PCA projection
Official page: https://github.com/covid19-hg/pca_projection.
git clone https://github.com/covid19-hg/pca_projection
cd pca_projection
setup
The required steps according to the documentation can be summarised as follows,
# Pre-computed PCA loadings, reference allele frequencies and scores
wget https://storage.googleapis.com/covid19-hg-public/pca_projection/hgdp_tgp_pca_covid19hgi_snps_loadings.GRCh37.plink.tsv
wget https://storage.googleapis.com/covid19-hg-public/pca_projection/hgdp_tgp_pca_covid19hgi_snps_loadings.GRCh37.plink.afreq
wget https://storage.googleapis.com/covid19-hg-public/pca_projection/hgdp_tgp_pca_covid19hgi_snps_loadings.GRCh38.plink.tsv
wget https://storage.googleapis.com/covid19-hg-public/pca_projection/hgdp_tgp_pca_covid19hgi_snps_loadings.GRCh38.plink.afreq
wget https://storage.googleapis.com/covid19-hg-public/pca_projection/hgdp_tgp_pca_covid19hgi_snps_loadings.rsid.plink.tsv
wget https://storage.googleapis.com/covid19-hg-public/pca_projection/hgdp_tgp_pca_covid19hgi_snps_loadings.rsid.plink.afreq
wget https://storage.googleapis.com/covid19-hg-public/pca_projection/hgdp_tgp_pca_covid19hgi_snps_scores.txt.gz
# imputed PLINK2 dosage files
cut -f1 [path to the pre-computed loadings file] | tail -n +2 > variants.extract
## .pgen/.pvar/.psam
plink2 \
--pfile [path to your per-chromosome pfile] \
--extract variants.extract \
--make-pfile \
--out [per-chromosome output name]
ls [the previous per-chromosome output prefix].*.pgen | sed -e ‘s/.pgen//' > merge-list.txt
plink2 --pmerge-list merge-list.txt --out [all-chromosome output name]
## .bed/.bim/.fam
plink \
--bfile [path to your per-chromosome pfile] \
--extract variants.extract \
--make-bed \
--out [per-chromosome output name]
ls [outname].*.bed | sed -e ‘s/.bed//' > merge-list.txt
plink --merge-list merge-list.txt --out [all-chromosome output name]
## .bgen/.sample (in doubt)
bgenix \
-g [path to your per-chromosome bgen] \
-incl-rsids variant.extract \
> [per-chromosome output name].bgen
cat-bgen \
-g [path to your per-chromosome bgen 1] \
[path to your per-chromosome bgen 2] \
...

### [Source data]
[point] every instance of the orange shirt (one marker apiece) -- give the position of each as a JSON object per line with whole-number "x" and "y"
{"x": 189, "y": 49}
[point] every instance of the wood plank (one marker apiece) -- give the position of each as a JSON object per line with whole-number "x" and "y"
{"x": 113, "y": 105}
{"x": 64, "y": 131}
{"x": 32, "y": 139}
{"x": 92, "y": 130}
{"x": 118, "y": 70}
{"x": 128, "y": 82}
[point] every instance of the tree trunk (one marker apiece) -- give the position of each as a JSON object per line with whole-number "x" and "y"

==

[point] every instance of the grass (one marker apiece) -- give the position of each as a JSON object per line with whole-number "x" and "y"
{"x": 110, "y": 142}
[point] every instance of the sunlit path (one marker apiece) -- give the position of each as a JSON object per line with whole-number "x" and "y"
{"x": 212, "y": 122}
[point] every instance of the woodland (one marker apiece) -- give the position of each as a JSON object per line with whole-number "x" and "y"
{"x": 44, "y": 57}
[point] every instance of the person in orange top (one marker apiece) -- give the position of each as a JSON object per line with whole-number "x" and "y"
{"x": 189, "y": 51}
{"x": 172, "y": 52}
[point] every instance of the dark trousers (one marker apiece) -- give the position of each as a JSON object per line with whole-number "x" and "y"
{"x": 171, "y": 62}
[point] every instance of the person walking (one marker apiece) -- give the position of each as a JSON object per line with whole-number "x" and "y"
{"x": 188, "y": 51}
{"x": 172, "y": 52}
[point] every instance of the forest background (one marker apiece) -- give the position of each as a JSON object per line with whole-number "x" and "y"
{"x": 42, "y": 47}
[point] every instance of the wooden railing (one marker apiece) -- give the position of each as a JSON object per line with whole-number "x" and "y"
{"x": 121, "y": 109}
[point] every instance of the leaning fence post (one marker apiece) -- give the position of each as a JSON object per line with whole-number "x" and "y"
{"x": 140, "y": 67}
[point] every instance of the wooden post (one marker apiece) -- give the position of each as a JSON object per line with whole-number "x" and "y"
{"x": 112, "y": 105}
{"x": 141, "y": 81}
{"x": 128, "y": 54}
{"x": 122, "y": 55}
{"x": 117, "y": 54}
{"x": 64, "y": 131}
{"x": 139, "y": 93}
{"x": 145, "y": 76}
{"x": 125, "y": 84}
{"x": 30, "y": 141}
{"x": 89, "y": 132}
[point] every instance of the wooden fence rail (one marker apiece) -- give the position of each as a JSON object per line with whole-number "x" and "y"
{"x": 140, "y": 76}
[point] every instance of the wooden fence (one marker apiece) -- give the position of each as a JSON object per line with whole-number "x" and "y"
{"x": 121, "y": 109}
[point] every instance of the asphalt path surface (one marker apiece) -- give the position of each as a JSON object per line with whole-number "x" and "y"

### [Apply what you read]
#1 On the PCA projection page, which file receives the output of the cut command?
#2 Pick up the PCA projection page right after its last line and carry it on.

### [Your responses]
#1 variants.extract

#2
[path to your per-chromosome bgen 22] \
-og [all-chromosome outname]
plink2 \
--bgen [path to all-chromosome bgen] [REF/ALT mode] \
--make-pfile \
--out [output pfile name]
## .vcf
bcftools view -Oz \
-i "ID = @variants.extract" \
[path to your per-chromosome vcf file] \
> [per-chromosome outname>.vcf.gz]
bcftools concat -Oz [per-chromosome vcf files] > [all-chromosome outname].vcf.gz
plink2 \
--vcf [all-chromosome outname].vcf.gz \
dosage=[dosage field name] \
--make-pfile \
--out [outname]
# project and plot PC
plink2 \
${input_command} \
--score ${PCA_LOADINGS} \
center \
cols=-scoreavgs,+scoresums \
list-variants \
header-read \
--score-col-nums 3-22 \
--read-freq ${PCA_AF} \
--out ${OUTNAME}
Rscript -e "install.packages(c("data.table", "hexbin", "optparse", "patchwork", "R.utils", "tidyverse"))"
Rscript plot_projected_pc.R \
--sscore [path to .sscore output] \
--phenotype-file [path to phenotype file] \
--phenotype-col [phenotype column name]
--covariate-file [path to covariate file] \
--pc-prefix [prefix of PC columns] \
--pc-num [number of PCs used in GWAS] \
--ancestry [ancestry code: AFR, AMR, EAS, EUR, MID, or SAS] \
--study [your study name] \
--out [output name prefix]
# --ancestry-file [path to ancestry file] \
# --ancestry-col [ancestry column name]
# --reference-score-file
Implementation
Our first application was for the Host Genetics Initiative contribution, which involved SNPid such as chr:pos:ref:alt.
This is detailed below by section.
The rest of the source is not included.